* _Task objective_:
What is needed is the whole of the data, set down exactly.

* _Source material_:
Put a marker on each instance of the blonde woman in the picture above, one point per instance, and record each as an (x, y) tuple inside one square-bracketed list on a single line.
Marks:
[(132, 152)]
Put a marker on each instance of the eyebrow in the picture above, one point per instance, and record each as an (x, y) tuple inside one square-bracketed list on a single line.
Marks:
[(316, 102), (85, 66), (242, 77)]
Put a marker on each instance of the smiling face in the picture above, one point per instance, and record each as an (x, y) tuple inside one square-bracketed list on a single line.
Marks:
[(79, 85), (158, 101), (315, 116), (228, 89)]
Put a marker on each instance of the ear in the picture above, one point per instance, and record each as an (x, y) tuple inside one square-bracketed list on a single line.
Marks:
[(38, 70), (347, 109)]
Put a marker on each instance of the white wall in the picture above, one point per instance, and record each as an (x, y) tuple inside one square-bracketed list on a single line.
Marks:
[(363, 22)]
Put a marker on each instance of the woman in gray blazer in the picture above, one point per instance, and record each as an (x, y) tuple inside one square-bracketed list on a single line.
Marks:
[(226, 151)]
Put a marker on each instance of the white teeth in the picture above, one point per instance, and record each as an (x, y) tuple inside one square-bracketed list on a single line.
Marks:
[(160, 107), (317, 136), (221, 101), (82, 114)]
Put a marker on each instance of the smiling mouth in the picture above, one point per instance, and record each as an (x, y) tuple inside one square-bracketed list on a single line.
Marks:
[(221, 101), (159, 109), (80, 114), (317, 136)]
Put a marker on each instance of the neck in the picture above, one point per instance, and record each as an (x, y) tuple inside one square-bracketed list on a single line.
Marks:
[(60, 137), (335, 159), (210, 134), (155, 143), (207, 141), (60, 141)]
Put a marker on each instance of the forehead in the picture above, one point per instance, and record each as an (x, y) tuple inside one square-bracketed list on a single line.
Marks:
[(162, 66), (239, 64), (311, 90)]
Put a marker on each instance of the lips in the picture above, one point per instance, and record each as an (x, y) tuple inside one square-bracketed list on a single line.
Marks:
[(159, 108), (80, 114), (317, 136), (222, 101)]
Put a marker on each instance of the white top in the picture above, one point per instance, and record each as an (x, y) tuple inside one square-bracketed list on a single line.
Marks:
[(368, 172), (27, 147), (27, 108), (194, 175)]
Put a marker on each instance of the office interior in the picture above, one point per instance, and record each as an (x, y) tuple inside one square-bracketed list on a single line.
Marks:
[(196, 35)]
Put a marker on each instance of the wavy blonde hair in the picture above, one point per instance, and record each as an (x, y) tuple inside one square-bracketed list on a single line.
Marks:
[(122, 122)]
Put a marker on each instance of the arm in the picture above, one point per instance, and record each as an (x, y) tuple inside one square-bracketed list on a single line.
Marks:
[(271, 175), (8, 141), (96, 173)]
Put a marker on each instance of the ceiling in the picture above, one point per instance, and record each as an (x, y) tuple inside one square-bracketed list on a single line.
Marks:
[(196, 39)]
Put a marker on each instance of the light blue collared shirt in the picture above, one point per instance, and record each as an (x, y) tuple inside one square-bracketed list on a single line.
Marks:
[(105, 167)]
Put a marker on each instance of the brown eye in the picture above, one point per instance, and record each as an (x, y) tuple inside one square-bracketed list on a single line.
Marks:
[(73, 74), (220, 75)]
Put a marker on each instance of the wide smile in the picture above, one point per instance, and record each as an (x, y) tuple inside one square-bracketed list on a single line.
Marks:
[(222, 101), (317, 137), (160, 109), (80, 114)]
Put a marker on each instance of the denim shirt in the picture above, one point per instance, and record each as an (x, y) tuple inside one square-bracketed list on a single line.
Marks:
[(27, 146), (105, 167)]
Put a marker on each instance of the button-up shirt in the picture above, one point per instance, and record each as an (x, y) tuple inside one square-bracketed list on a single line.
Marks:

* _Exercise answer_:
Put a marker on each instance of the blonde woman in the picture above, one point per instance, and record each as an (x, y) tuple inside one square-bracketed list on a single line.
Marks:
[(132, 152)]
Put a marker on each instance of the eyebrow in the picture above, one point per instance, and record each as an (x, y) tuple inside one square-bracketed list on a single line.
Marks:
[(316, 102), (85, 66), (242, 77)]
Put a marker on each instance of the smiling face in the picture above, one point per instance, and record each as an (x, y) tuple inside one square-bracketed list on a single line.
Marks:
[(79, 85), (158, 101), (315, 116), (228, 89)]
Put a marker on each instance of the ear in the picture above, one point per instance, and record each as an (x, y) tuple inside one square-bracketed list on a single line.
Marks:
[(38, 70), (347, 109)]
Put a marker on each instance of the white wall in the picture above, one point per instance, and record each as an (x, y) tuple inside one square-bracketed list on a single line.
Marks:
[(363, 22)]
Put a marker on each instance of the woman in gray blazer in the picture above, one point per instance, and record each as an (x, y) tuple inside one square-bracketed list on a single line.
Marks:
[(226, 151)]
Put a marker on each instance of the white teeth in the picture above, one point per instance, and record each as an (x, y) tuple inside one square-bracketed list on a single line.
Marks:
[(160, 107), (317, 136), (221, 101), (82, 114)]
Put a marker on each instance of the smiling mouth in the picture above, one point per instance, and record each as an (x, y) tuple inside one square-bracketed list on a single line.
Marks:
[(221, 101), (159, 109), (80, 114), (317, 136)]
Put a marker on each instance of the neck in the picture above, one point per instance, and record each as an (x, y) tuple inside one square-bracketed list on a single line.
Marks:
[(60, 137), (335, 159), (210, 134), (155, 143), (207, 141), (60, 141)]
Put a marker on each instance of the forehead in the picture above, one point per instance, and record each as an (x, y) tuple inside one square-bracketed list on a single line.
Marks:
[(162, 66), (239, 64), (311, 90)]
Put a marker on each instance of the lips in the picture above, one point per instance, and record each as an (x, y) tuple inside one square-bracketed list on a single line.
Marks:
[(159, 108), (80, 114), (317, 136), (222, 101)]
Put a marker on each instance of the white top in the picture above, one point per instance, and record each as an (x, y) tuple inside one square-bracketed list on a single line.
Marks:
[(368, 172), (27, 147), (27, 108), (194, 175)]
Put a marker on each instance of the office interior in the picture above, one point per instance, and record each as an (x, y) tuple inside one square-bracketed list on a single line.
Marks:
[(196, 35)]
Put a marker on each instance of the wavy blonde hair in the picture above, one point per instance, and record each as an (x, y) tuple inside one square-bracketed list on a single line.
Marks:
[(122, 122)]
Put a marker on each instance of the arm in the picture above, one point per instance, and record each as an (x, y) tuple inside one square-bracketed list on a single line.
Marks:
[(271, 175), (8, 141), (96, 173)]
Put a marker on each instance of the ceiling in the picture above, one point per instance, and record each as an (x, y) tuple inside one square-bracketed list on a single line.
Marks:
[(196, 39)]
Put a marker on each instance of the light blue collared shirt in the picture above, one point per instance, and record each as an (x, y) tuple inside one square-bracketed list on a single line.
Marks:
[(105, 167)]
Put a marker on each instance of the brown eye in the picture above, one point per instance, and record each as an (x, y) tuple inside one square-bracketed list on a single line.
Marks:
[(73, 74), (220, 75)]
Put a marker on each instance of the wide smile in the picture above, one point per instance, and record each as an (x, y) tuple inside one square-bracketed list on a single line.
Marks:
[(222, 101), (317, 137), (160, 109), (80, 114)]
Put a marker on each instance of the denim shirt in the picture above, one point per instance, and record each as an (x, y) tuple inside one square-bracketed list on a single line.
Marks:
[(27, 146), (105, 167)]
Put a marker on each instance of the button-up shirt in the picture above, one point per instance, and record each as an (x, y) tuple inside one square-bracketed list on a single line.
Marks:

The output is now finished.